- [Text segment]

Segment Open

There are five reasons to believe in it. True, panic can still prevail. It could undo everything, even the Union itself, but there are five reasons to believe that the European unity will emerge strengthened from this crisis and will finally move on to political union, its third act after the common market and the single currency.

The first reason is that it would be unlikely that France and Germany’s proposals would not be adopted, ultimately, by all the Member States, because the weight of Sweden, Denmark, Austria and the Netherlands, the four countries that continue to oppose them, is extremely relative.

If we look at the European GDP, the four of them together account for only 14%, compared with 42% for France and Germany and 64% if we add Rome and Madrid to Paris and Berlin. If we take the Union’s budget, Stockholm, Copenhagen, Vienna and The Hague now contribute five times less than France, Germany, Spain and Italy.

This does not, of course, make these “Frugal Four” any less obstinate. Legally speaking, they have the means to block an agreement, since all budgetary matters require unanimity, but politically speaking, they cannot isolate themselves permanently by lining up in a front of rejection. These four will end up picking up some small advantages before giving in. If they really did not make up their minds, France, Germany, Spain, Italy and most of the Union could act without them within the framework of an international agreement, a common sovereign approach, and we can thus consider the Franco-German proposals virtually accepted.

And yet, these proposals are changing everything.

It is not only that the countries that will benefit from the 500 billion borrowed by the Union will not have to repay the loan euro for euro to the common fund. As in the case of budget contributions, repayments will be based on the wealth of each of the states concerned. Exactly as it is between the regions of the same country, financial solidarity becomes an integral part of the culture and functioning of the Union, even though less than three weeks ago Germany refused any idea of a joint borrowing.

That alone would be enough to call it a revolution. That is the second reason to believe in the coming of the third act of European unity, but Emmanuel Macron and Angela Merkel have gone much further. They also propose to walk together towards the green and digital transition of our 27 economies; towards a common minimum taxation of companies and especially of the web giants; towards a harmonisation of the European social regimes and the establishment of a minimum wage in each of the Member States; towards a common health policy, an area that has until now remained the sole competence of the Member States; towards a relocation of strategic industries within the borders of the Union, and towards an evolution of the European rules of competition in order to allow the constitution of European industrial champions.

Segment Closed

- [Tasks to perform]
1. In the article on European unity, copy everything from "And yet, these" down to "a joint borrowing.".
2. Answer these from the article on European unity:
(a) What share of European GDP do the four opposing countries account for together?
(b) What will repayments to the common fund be based on?
(c) How much will the Union borrow?
3. Carry the article on European unity further from its last sentence.
The material that comes next has nothing to do with the article on European unity.

- [Data under study]
Segment Open

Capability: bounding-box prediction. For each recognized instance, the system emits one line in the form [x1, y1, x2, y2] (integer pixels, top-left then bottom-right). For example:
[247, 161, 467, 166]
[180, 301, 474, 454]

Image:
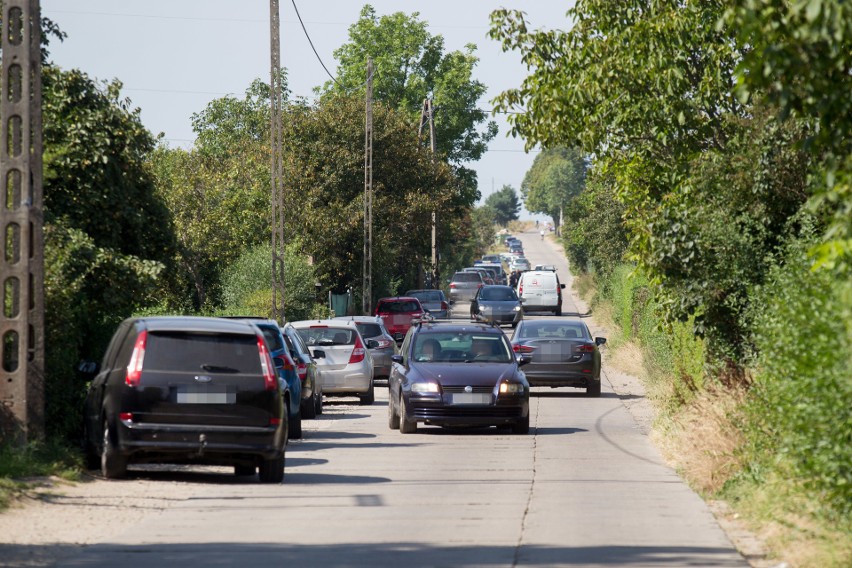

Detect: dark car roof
[132, 316, 257, 335]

Segment Closed

- [Responses to the tasks]
1.
And yet, these proposals are changing everything.

It is not only that the countries that will benefit from the 500 billion borrowed by the Union will not have to repay the loan euro for euro to the common fund. As in the case of budget contributions, repayments will be based on the wealth of each of the states concerned. Exactly as it is between the regions of the same country, financial solidarity becomes an integral part of the culture and functioning of the Union, even though less than three weeks ago Germany refused any idea of a joint borrowing.

2.
(a) 14%
(b) The wealth of each of the states concerned
(c) 500 billion

3.
We have not seen this enough times yet. We have not yet said it enough times. In addition to the financial solidarity that this loan will express, what France and Germany have just proposed is to affirm the Union’s industrial sovereignty on the international stage. This is new, totally new. It is a break with the idea that we must systematically relocate to where production costs are lowest in order to give priority to the interests of shareholders and consumers over those of the workers. It is a complete break with this premise of economic thinking that has dominated the world, including Europe, for some 40 years. This is the third reason to believe in the Third Act, but these are just words, one might say.

Indeed, but apart from the fact that all politics start with words, those words were not pronounced by Andorra and Barbados and they were not pronounced in vain. On the contrary, the idea of “European sovereignty” has been part of Emmanuel Macron’s credo ever since he ran for president and has now won over Angela Merkel because she has understood that the German industry, all things considered, can no longer do without the single market and without the single currency while Chinese imports are slowing down and customs barriers are rising across the Atlantic.

That is the fourth reason for believing in the Third Act, and there is a fifth. In this crisis, the Chancellor has looked at the world as it had been changing even before the pandemic and she saw the United States, whoever its next president may be, retreating behind its borders and to its standoff with China; a declining Russia that will not be able to hold on to anything without the European Union; and a China whose economic and political contradictions are leading to ever greater aggression in its peripheries.

She saw that European unity is more indispensable to Europeans than ever, and it so happens that the Chancellor who has embraced this reality takes over the rotating presidency of the Union on 1 July and has regained enough authority on her domestic scene to be able to think only of the legacy she now wants to leave.

From the day of Wednesday 13 May 2020, when she reminded German MPs that Jacques Delors had believed that monetary union would not be enough and that a “political union” was also needed, the game was over. Like France, Germany wants to move today towards an economically and politically sovereign Union, towards a political union, towards a Europe that is a powerful player on the international scene, and the proposals they have just made lay the first foundations for this.